* [Image point grounding data]:
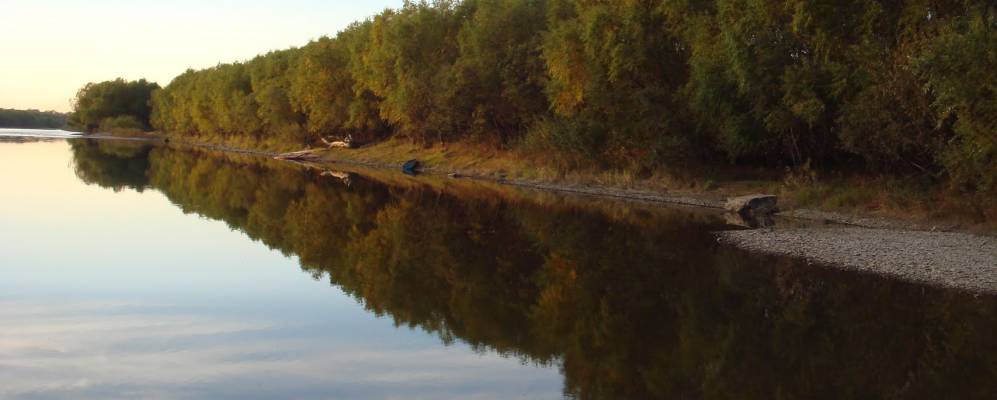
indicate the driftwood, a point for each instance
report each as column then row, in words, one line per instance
column 346, row 177
column 346, row 143
column 303, row 155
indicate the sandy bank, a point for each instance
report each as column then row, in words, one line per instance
column 954, row 260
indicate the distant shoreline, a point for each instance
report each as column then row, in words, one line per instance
column 895, row 248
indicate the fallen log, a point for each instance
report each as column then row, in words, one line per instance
column 303, row 155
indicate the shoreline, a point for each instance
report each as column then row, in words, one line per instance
column 685, row 198
column 894, row 249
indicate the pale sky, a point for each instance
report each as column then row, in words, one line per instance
column 50, row 48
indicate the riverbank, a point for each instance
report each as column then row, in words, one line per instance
column 955, row 260
column 872, row 202
column 895, row 247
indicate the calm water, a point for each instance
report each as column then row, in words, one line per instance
column 133, row 271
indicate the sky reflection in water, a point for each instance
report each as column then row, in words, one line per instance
column 109, row 294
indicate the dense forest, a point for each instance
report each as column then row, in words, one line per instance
column 113, row 105
column 901, row 87
column 35, row 119
column 629, row 302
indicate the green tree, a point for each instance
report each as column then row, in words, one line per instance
column 96, row 102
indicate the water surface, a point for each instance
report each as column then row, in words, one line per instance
column 133, row 271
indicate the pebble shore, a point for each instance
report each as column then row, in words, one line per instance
column 956, row 260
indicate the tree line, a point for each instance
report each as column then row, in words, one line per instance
column 898, row 86
column 35, row 119
column 110, row 105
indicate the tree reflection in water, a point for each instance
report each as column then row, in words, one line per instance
column 629, row 301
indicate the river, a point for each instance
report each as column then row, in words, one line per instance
column 132, row 270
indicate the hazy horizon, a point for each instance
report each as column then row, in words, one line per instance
column 60, row 45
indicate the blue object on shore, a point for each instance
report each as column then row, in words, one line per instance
column 411, row 167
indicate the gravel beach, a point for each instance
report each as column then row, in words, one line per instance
column 955, row 260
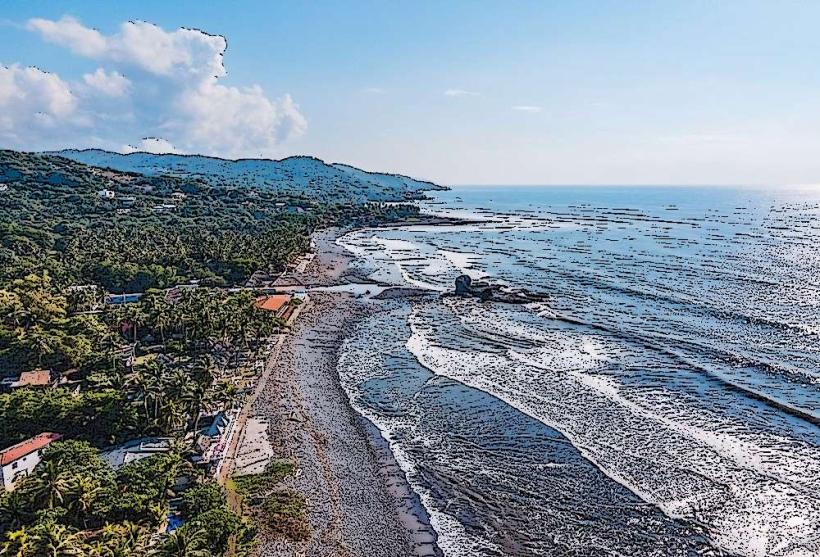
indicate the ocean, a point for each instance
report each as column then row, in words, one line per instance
column 663, row 400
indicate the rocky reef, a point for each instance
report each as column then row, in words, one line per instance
column 466, row 287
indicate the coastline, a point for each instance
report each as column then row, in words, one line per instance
column 358, row 499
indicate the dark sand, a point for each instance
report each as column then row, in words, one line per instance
column 359, row 502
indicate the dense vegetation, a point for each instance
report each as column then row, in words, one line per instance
column 298, row 176
column 147, row 368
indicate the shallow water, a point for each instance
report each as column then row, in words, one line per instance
column 674, row 373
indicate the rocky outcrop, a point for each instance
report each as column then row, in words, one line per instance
column 466, row 287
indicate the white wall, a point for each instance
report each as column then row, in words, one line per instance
column 19, row 468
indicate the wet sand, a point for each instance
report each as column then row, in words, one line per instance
column 358, row 499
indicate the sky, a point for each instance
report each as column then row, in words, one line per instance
column 478, row 92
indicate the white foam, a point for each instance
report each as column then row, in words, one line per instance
column 692, row 458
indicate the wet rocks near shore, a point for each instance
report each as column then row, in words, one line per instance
column 357, row 498
column 466, row 287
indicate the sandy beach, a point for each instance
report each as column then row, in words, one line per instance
column 358, row 500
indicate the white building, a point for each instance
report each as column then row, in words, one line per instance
column 19, row 460
column 137, row 449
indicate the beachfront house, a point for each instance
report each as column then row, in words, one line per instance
column 38, row 378
column 137, row 449
column 19, row 460
column 278, row 304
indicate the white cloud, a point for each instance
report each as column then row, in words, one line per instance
column 112, row 84
column 460, row 93
column 155, row 145
column 180, row 53
column 235, row 121
column 70, row 33
column 172, row 94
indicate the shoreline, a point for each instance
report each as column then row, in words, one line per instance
column 358, row 499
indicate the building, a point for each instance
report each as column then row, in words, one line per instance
column 19, row 460
column 38, row 378
column 276, row 303
column 137, row 449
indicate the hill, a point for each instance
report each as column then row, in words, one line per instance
column 296, row 176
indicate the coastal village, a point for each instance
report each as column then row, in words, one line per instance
column 216, row 437
column 147, row 343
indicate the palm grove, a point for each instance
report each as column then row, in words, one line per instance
column 62, row 249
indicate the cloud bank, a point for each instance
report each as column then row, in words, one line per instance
column 154, row 90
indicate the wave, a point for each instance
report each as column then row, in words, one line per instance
column 727, row 466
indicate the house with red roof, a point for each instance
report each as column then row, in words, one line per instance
column 278, row 304
column 19, row 460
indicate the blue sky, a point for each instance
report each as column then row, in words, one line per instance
column 458, row 92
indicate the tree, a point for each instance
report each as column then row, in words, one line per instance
column 184, row 542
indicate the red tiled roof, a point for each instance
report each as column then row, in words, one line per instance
column 36, row 378
column 18, row 451
column 273, row 303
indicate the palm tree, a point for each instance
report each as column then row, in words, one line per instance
column 14, row 509
column 49, row 485
column 84, row 493
column 184, row 542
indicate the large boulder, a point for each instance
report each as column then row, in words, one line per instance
column 463, row 283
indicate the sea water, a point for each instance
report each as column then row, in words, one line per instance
column 664, row 400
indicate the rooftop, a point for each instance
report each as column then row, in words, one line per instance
column 36, row 378
column 273, row 303
column 18, row 451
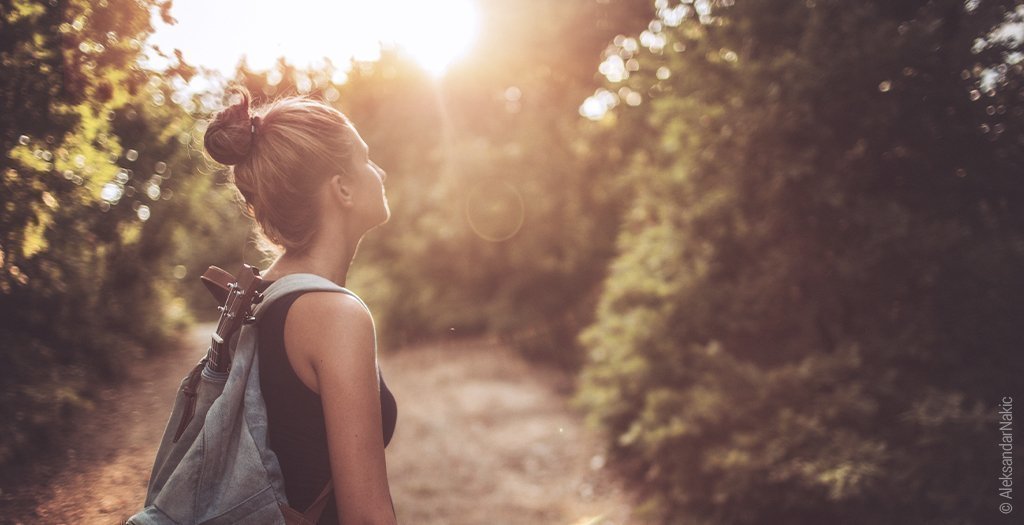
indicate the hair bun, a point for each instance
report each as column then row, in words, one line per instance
column 228, row 138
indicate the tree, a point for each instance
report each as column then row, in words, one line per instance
column 810, row 317
column 95, row 185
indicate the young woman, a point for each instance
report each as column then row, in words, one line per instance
column 306, row 177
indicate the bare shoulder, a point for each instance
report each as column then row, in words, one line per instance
column 325, row 327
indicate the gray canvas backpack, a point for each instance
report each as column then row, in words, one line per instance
column 214, row 465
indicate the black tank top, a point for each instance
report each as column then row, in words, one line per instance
column 295, row 417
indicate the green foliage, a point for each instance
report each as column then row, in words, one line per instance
column 503, row 214
column 94, row 182
column 810, row 318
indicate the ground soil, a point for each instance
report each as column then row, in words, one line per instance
column 482, row 437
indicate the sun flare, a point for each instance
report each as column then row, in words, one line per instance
column 434, row 34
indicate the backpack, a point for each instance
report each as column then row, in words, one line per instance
column 214, row 465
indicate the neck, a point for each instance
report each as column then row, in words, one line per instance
column 329, row 260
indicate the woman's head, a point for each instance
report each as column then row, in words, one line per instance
column 284, row 155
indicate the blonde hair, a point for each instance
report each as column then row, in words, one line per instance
column 280, row 155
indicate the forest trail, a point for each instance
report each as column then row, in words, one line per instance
column 482, row 437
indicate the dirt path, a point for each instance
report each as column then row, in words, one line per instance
column 481, row 438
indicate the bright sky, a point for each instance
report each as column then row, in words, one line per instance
column 217, row 33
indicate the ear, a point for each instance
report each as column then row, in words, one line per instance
column 342, row 189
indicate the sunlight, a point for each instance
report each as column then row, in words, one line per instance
column 218, row 34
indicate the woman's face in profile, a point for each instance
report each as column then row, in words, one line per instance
column 373, row 202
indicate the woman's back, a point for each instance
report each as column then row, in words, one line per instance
column 295, row 414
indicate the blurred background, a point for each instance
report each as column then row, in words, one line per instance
column 776, row 245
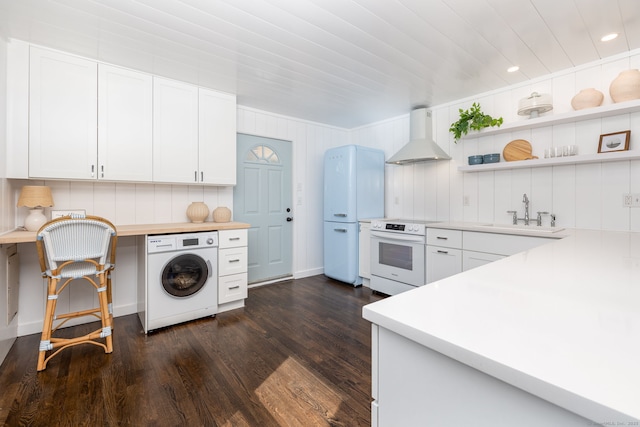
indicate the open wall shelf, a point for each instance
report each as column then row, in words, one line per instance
column 562, row 118
column 615, row 156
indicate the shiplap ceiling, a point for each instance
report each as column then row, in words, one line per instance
column 341, row 62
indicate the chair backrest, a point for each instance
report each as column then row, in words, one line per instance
column 75, row 238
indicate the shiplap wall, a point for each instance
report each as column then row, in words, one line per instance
column 7, row 212
column 582, row 196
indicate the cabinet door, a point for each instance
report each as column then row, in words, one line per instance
column 472, row 259
column 175, row 131
column 217, row 138
column 62, row 116
column 442, row 262
column 125, row 124
column 364, row 252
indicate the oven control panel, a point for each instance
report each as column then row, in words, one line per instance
column 403, row 227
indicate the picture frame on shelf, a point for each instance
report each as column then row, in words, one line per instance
column 617, row 141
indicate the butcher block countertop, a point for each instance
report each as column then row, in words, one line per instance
column 21, row 236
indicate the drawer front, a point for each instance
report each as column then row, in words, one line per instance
column 232, row 238
column 501, row 244
column 443, row 237
column 232, row 261
column 232, row 288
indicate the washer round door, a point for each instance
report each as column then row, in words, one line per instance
column 184, row 275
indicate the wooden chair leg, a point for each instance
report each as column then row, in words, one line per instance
column 47, row 327
column 105, row 313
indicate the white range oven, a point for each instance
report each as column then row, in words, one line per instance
column 398, row 260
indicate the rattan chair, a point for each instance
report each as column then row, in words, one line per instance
column 75, row 249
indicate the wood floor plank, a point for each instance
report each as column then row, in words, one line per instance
column 299, row 353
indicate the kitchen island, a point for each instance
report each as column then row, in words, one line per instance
column 549, row 336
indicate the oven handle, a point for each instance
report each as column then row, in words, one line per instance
column 395, row 237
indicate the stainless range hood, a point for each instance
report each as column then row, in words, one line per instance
column 420, row 148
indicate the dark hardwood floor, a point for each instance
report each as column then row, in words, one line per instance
column 298, row 354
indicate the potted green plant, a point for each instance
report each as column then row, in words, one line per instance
column 472, row 118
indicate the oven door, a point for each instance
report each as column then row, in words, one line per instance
column 398, row 257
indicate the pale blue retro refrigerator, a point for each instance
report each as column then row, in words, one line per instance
column 353, row 190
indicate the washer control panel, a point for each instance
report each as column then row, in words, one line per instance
column 181, row 241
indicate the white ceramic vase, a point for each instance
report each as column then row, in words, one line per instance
column 626, row 86
column 197, row 212
column 587, row 98
column 222, row 214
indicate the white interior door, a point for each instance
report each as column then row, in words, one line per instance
column 262, row 198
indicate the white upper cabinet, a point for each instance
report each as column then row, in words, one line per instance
column 88, row 120
column 62, row 116
column 92, row 121
column 194, row 134
column 217, row 137
column 175, row 131
column 125, row 124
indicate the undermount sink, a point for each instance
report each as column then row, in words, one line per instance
column 521, row 227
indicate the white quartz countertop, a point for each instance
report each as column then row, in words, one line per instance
column 561, row 321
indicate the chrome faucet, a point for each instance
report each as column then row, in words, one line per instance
column 514, row 214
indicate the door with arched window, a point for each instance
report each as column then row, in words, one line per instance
column 262, row 197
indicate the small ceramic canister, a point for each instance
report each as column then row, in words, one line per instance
column 626, row 86
column 197, row 212
column 221, row 214
column 587, row 98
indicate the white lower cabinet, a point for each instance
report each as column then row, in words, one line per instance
column 442, row 262
column 450, row 252
column 444, row 253
column 232, row 269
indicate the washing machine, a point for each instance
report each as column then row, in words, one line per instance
column 181, row 279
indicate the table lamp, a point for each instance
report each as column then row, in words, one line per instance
column 35, row 197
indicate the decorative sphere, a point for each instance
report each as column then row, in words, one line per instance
column 197, row 212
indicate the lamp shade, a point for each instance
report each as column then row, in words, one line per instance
column 35, row 196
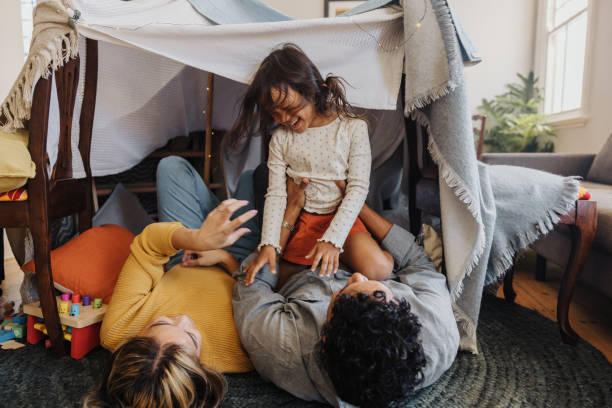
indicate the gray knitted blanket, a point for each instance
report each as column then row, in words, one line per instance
column 488, row 212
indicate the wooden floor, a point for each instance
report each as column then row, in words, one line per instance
column 590, row 312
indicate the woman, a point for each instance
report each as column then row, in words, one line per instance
column 171, row 359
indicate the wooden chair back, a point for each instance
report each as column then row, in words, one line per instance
column 60, row 195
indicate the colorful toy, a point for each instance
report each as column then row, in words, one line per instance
column 15, row 325
column 6, row 335
column 64, row 307
column 75, row 309
column 583, row 193
column 18, row 331
column 81, row 330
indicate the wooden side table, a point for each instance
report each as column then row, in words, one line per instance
column 582, row 220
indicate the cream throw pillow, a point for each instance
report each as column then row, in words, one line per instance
column 16, row 164
column 432, row 244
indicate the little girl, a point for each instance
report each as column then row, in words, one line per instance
column 319, row 138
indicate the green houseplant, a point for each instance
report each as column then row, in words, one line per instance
column 516, row 125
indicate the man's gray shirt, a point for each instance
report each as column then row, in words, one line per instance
column 281, row 330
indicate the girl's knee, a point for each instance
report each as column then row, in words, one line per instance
column 380, row 267
column 172, row 167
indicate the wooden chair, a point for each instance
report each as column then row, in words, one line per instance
column 479, row 129
column 60, row 195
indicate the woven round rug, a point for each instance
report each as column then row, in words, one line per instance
column 522, row 363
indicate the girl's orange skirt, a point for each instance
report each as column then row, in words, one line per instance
column 308, row 229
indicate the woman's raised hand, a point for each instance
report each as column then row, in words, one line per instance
column 218, row 230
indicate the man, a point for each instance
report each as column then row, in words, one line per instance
column 345, row 339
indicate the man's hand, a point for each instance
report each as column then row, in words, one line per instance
column 328, row 255
column 267, row 255
column 218, row 230
column 203, row 258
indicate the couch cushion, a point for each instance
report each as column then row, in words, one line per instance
column 601, row 170
column 602, row 193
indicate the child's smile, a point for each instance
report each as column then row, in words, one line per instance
column 295, row 112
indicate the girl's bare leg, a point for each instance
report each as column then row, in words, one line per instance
column 363, row 254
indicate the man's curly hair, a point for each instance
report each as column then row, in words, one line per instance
column 371, row 351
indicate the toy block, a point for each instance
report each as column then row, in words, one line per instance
column 33, row 336
column 82, row 329
column 6, row 335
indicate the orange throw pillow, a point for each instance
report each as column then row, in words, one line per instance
column 90, row 263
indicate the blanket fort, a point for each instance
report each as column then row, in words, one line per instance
column 153, row 62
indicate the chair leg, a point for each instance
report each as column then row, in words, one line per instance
column 583, row 234
column 2, row 255
column 46, row 292
column 540, row 268
column 509, row 293
column 85, row 216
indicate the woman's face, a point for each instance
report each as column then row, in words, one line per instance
column 177, row 330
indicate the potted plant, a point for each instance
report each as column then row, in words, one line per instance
column 515, row 124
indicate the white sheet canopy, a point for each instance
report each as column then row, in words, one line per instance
column 154, row 56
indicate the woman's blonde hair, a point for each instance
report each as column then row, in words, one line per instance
column 142, row 373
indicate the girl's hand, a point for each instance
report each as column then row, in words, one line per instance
column 267, row 255
column 218, row 230
column 328, row 255
column 295, row 193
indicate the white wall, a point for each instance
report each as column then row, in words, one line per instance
column 300, row 9
column 11, row 46
column 503, row 31
column 591, row 137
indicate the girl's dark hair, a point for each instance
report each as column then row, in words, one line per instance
column 287, row 67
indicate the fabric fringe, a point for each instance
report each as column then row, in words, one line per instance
column 447, row 29
column 456, row 184
column 449, row 35
column 44, row 59
column 433, row 95
column 467, row 330
column 505, row 260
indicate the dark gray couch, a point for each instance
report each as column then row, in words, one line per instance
column 596, row 171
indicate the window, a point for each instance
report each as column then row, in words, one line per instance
column 27, row 24
column 562, row 51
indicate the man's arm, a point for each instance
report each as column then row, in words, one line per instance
column 266, row 323
column 377, row 225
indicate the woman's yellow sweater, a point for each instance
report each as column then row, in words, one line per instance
column 144, row 291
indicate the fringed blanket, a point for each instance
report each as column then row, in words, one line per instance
column 54, row 42
column 488, row 212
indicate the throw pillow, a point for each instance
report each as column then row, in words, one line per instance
column 90, row 263
column 123, row 208
column 16, row 164
column 601, row 169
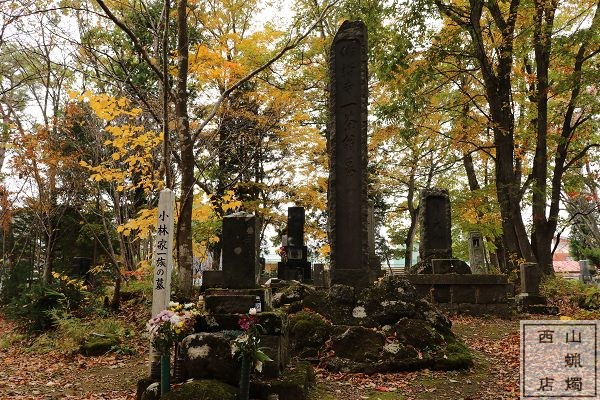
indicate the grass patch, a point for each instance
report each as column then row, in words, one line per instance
column 386, row 396
column 10, row 340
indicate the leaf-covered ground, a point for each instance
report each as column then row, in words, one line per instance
column 495, row 375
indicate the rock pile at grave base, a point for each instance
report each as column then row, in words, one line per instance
column 384, row 328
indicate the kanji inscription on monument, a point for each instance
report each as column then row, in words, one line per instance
column 347, row 199
column 163, row 251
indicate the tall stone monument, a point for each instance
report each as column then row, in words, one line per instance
column 162, row 260
column 435, row 247
column 241, row 245
column 347, row 195
column 477, row 253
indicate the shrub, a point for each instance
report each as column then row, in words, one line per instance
column 32, row 309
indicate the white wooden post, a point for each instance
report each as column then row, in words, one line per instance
column 162, row 261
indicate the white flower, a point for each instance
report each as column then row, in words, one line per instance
column 258, row 366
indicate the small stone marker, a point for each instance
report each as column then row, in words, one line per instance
column 530, row 300
column 435, row 247
column 241, row 246
column 319, row 275
column 584, row 271
column 530, row 278
column 163, row 251
column 295, row 265
column 348, row 200
column 477, row 253
column 435, row 221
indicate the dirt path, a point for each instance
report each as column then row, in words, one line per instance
column 495, row 375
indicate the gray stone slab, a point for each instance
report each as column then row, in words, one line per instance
column 241, row 246
column 347, row 197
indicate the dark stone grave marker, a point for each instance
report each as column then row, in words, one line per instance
column 295, row 265
column 347, row 195
column 241, row 267
column 435, row 247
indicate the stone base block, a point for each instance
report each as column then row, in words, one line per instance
column 294, row 271
column 534, row 304
column 293, row 384
column 273, row 323
column 265, row 295
column 212, row 279
column 276, row 347
column 358, row 278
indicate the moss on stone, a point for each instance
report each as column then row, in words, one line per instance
column 293, row 384
column 456, row 355
column 204, row 389
column 308, row 329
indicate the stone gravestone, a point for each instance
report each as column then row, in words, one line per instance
column 296, row 264
column 347, row 195
column 530, row 300
column 435, row 247
column 477, row 253
column 163, row 264
column 241, row 245
column 584, row 271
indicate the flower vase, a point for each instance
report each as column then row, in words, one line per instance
column 165, row 373
column 245, row 378
column 178, row 365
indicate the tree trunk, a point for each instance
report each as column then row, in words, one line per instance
column 184, row 225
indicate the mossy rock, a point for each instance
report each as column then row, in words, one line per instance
column 142, row 385
column 456, row 355
column 293, row 384
column 418, row 333
column 308, row 331
column 358, row 344
column 99, row 345
column 205, row 389
column 291, row 294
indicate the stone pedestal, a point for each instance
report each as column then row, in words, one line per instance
column 477, row 253
column 237, row 301
column 530, row 278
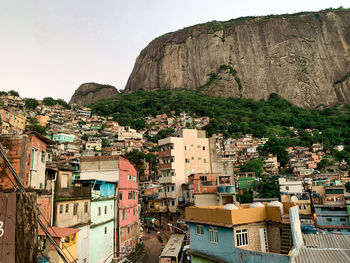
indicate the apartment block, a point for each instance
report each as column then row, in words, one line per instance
column 186, row 152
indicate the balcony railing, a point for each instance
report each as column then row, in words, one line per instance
column 166, row 179
column 73, row 192
column 164, row 166
column 164, row 153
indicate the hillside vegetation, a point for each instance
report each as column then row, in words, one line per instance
column 235, row 117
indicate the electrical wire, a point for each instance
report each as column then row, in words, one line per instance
column 74, row 260
column 23, row 190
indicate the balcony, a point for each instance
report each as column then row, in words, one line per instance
column 73, row 192
column 165, row 166
column 226, row 189
column 158, row 208
column 167, row 195
column 152, row 197
column 166, row 179
column 164, row 153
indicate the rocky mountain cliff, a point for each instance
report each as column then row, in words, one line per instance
column 88, row 93
column 304, row 57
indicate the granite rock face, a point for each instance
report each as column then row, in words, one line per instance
column 88, row 93
column 305, row 58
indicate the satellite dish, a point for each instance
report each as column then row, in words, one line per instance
column 294, row 199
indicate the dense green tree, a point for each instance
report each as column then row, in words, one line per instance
column 48, row 101
column 135, row 157
column 254, row 165
column 30, row 103
column 33, row 125
column 268, row 187
column 105, row 142
column 162, row 134
column 63, row 103
column 235, row 117
column 246, row 197
column 276, row 147
column 13, row 93
column 347, row 186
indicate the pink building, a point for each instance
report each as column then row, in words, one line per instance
column 128, row 200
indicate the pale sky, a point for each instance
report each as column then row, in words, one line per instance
column 49, row 48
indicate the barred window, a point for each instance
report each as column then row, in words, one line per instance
column 213, row 235
column 242, row 237
column 199, row 230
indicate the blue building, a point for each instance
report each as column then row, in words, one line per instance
column 63, row 137
column 243, row 234
column 333, row 218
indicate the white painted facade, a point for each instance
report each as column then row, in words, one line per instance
column 290, row 186
column 83, row 244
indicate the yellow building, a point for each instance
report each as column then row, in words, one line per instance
column 12, row 121
column 65, row 238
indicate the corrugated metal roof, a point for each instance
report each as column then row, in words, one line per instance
column 324, row 249
column 313, row 255
column 327, row 241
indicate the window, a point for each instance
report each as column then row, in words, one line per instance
column 75, row 209
column 213, row 234
column 199, row 230
column 64, row 180
column 34, row 162
column 123, row 214
column 86, row 207
column 242, row 237
column 42, row 156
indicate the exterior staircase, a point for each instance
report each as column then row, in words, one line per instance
column 286, row 239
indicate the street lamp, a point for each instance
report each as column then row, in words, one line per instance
column 183, row 231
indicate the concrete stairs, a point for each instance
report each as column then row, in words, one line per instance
column 286, row 239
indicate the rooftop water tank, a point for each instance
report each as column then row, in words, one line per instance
column 256, row 204
column 276, row 204
column 230, row 207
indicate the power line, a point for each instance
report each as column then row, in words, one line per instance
column 56, row 235
column 23, row 190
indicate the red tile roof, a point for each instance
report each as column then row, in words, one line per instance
column 59, row 231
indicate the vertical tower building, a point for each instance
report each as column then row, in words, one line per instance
column 185, row 153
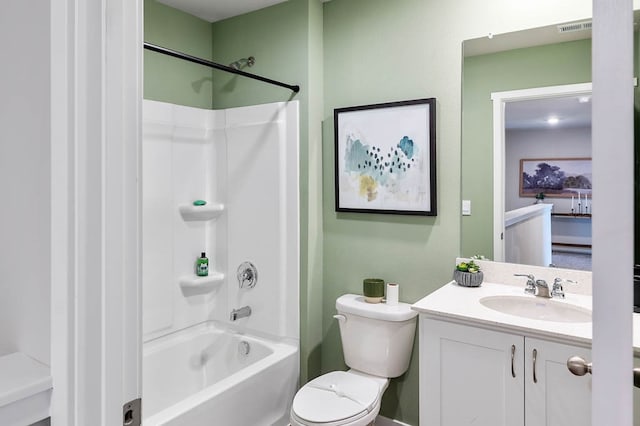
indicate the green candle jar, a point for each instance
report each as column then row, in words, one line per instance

* [EXERCISE REQUIREMENTS]:
Look through the data above. Copy every line with the string "dark" in it.

* [RESULT OF THIS TASK]:
indicate the dark sand, a point for each instance
indicate the dark hardwood floor, a point for each instance
indicate the girl's dark hair, a point for each instance
indicate the dark gray couch, a point for each instance
indicate the dark stone grave marker, a point for each instance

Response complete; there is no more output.